=== GIVEN REQUEST ===
Revise the listing below by replacing "warm orange glow" with "soft amber glow" wherever it occurs, leaving every other line unchanged. Omit the pictures from your answer.

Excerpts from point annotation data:
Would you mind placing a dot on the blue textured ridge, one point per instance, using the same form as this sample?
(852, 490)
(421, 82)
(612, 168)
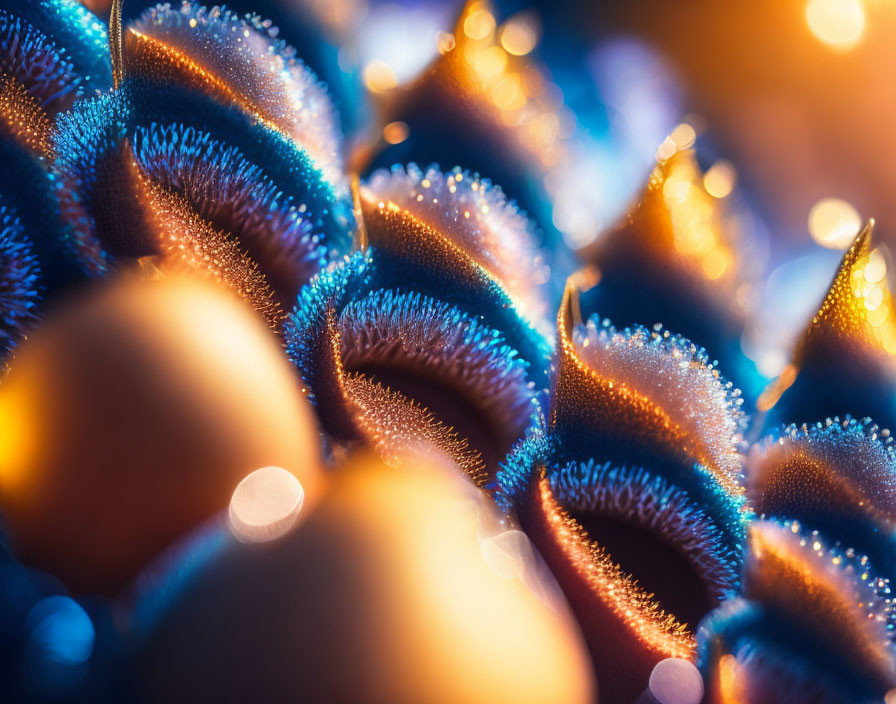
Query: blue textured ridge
(785, 654)
(605, 488)
(19, 279)
(173, 129)
(858, 451)
(661, 338)
(53, 44)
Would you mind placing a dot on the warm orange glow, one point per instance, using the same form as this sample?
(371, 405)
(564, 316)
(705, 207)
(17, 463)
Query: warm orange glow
(859, 303)
(834, 223)
(265, 505)
(479, 24)
(395, 132)
(838, 23)
(519, 35)
(697, 232)
(720, 179)
(379, 77)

=== EXERCISE SOLUTION ===
Would you mind placing a dot on the blue textured ridge, one point per instance, using the same form as this sample?
(852, 490)
(421, 82)
(612, 168)
Query: blue textured ridge
(785, 654)
(605, 488)
(19, 279)
(173, 129)
(858, 451)
(661, 338)
(53, 44)
Would you mind placing a dot on the soft amber glow, one point per instance, using the same form as this sample?
(371, 405)
(564, 316)
(705, 207)
(17, 463)
Query: soft amber glow
(859, 303)
(834, 223)
(265, 505)
(479, 24)
(395, 132)
(838, 23)
(519, 35)
(697, 232)
(720, 179)
(379, 77)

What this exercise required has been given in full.